* Data provided
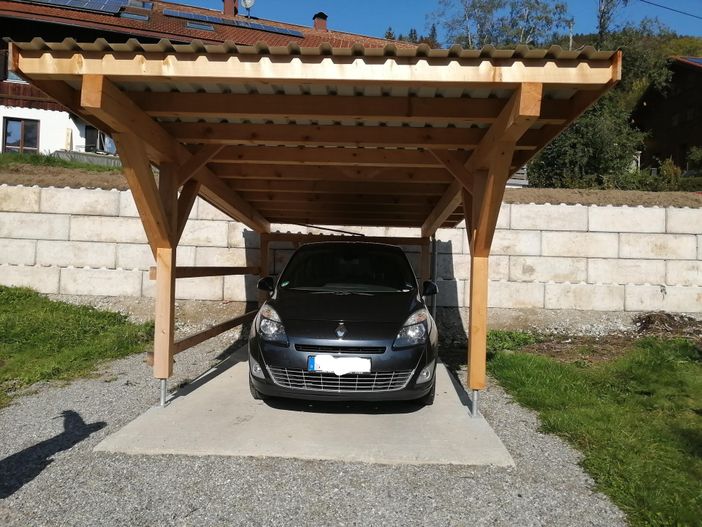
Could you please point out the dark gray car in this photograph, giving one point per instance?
(345, 321)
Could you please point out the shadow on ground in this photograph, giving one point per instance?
(19, 469)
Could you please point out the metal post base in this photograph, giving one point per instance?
(474, 404)
(163, 392)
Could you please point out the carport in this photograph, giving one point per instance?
(391, 137)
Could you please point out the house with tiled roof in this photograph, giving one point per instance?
(673, 117)
(32, 122)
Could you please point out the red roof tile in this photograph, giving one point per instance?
(160, 26)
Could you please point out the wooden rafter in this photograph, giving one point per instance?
(514, 121)
(137, 170)
(109, 104)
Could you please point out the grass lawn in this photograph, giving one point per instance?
(9, 159)
(637, 419)
(44, 340)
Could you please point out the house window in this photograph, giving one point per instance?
(20, 135)
(97, 141)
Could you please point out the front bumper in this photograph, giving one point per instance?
(393, 375)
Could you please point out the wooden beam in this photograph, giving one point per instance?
(332, 135)
(293, 237)
(478, 322)
(106, 101)
(336, 187)
(513, 122)
(286, 68)
(486, 208)
(333, 173)
(140, 177)
(342, 108)
(200, 158)
(373, 157)
(197, 338)
(186, 200)
(199, 272)
(455, 163)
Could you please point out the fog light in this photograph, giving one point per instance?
(426, 374)
(256, 370)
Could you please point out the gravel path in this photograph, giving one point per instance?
(66, 483)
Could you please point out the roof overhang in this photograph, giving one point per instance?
(354, 136)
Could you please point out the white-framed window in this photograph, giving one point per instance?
(20, 135)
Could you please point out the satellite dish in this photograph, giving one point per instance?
(248, 4)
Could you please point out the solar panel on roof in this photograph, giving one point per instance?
(227, 22)
(97, 6)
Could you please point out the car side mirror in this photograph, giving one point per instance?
(429, 288)
(266, 284)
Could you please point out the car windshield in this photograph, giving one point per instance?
(348, 268)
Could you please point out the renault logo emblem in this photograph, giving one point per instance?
(341, 330)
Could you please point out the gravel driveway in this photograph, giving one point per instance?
(52, 477)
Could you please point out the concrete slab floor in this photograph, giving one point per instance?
(216, 416)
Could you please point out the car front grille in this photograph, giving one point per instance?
(340, 349)
(381, 381)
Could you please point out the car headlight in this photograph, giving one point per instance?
(414, 331)
(270, 327)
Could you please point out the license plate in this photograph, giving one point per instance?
(338, 365)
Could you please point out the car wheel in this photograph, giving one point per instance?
(428, 399)
(254, 392)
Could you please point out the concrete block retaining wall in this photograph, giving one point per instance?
(91, 242)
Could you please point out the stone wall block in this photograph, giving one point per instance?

* Exercise brief
From the first line to the last, reproduce the records above exactly and skip the pictures.

* Task output
Could you please point out the dark gray car in this photograph, giving one point per instance?
(345, 321)
Could you please point out the shadow on ground in this photograph, giving one point per instance?
(19, 469)
Could you please point out the metal post base in this photograph, giving one point per instance?
(474, 404)
(163, 392)
Could you please point out the carport in this photograph, giving one point per instance?
(391, 137)
Could you please point out the house with tiled roof in this photograph, giving one point per instance?
(673, 117)
(32, 122)
Could you please point out the red roof tile in this photograph, giving one point per instance?
(160, 26)
Could you please point out the wooden rafter in this photograph, giving one point per instance?
(514, 121)
(137, 170)
(109, 104)
Could you please point out the grass lawn in this photograph, giving one point per instance?
(9, 159)
(637, 419)
(44, 340)
Could you please point out the house window in this photograph, giving one point per instance?
(20, 135)
(97, 141)
Could you please point out the front bumper in this photograph, giving one point per instance?
(393, 375)
Could you please point out the wooden beam in this photograph, giving one point per instance?
(332, 135)
(293, 237)
(478, 322)
(106, 101)
(336, 187)
(513, 122)
(286, 68)
(486, 208)
(333, 173)
(140, 177)
(342, 108)
(200, 158)
(373, 157)
(197, 338)
(186, 200)
(199, 272)
(455, 163)
Could you please point out the fog light in this photograph, giving one point per instance?
(426, 374)
(256, 370)
Could you please point out the gravel path in this photograph, giving one point per instance?
(66, 483)
Could you please point out the roof overhang in this photograph, giving one point per instance?
(354, 136)
Could you please point out the white-framed window in this photograph, giving one point per instance?
(20, 135)
Could you please point out the satellite dish in this photograph, giving one point per instance?
(248, 4)
Could you please point out the solar panel on roof in this photograph, giving one point per instance?
(227, 22)
(97, 6)
Could you please point out the car side mirror in this photograph, giving one point per instance?
(429, 288)
(266, 284)
Could you please point out the car windshield in this photograph, giving one point per instance?
(348, 268)
Could you please point out the renault logo emblem in this photograph, giving one point per instance?
(341, 330)
Could you please point out the gravel driveway in this photograph, giving one point per instance?
(52, 477)
Could you please point out the concrete slab floor in this photograph, giving one point per instance?
(216, 416)
Could you please point out the car front grille in this photograph, giving one point per instance?
(340, 349)
(381, 381)
Could you please point out the car headlight in this photograph, giving one point per instance?
(414, 331)
(270, 327)
Could you please point out the license plate in this photograph, giving one point per instance?
(338, 365)
Could you please point out the car wheel in this photograph, giving one point per instance?
(428, 399)
(254, 392)
Could you please point out the concrete block retaining wall in this photograph, giving one point per instance?
(91, 242)
Could you please point out the stone wall block in this photograph, giving one point per instance?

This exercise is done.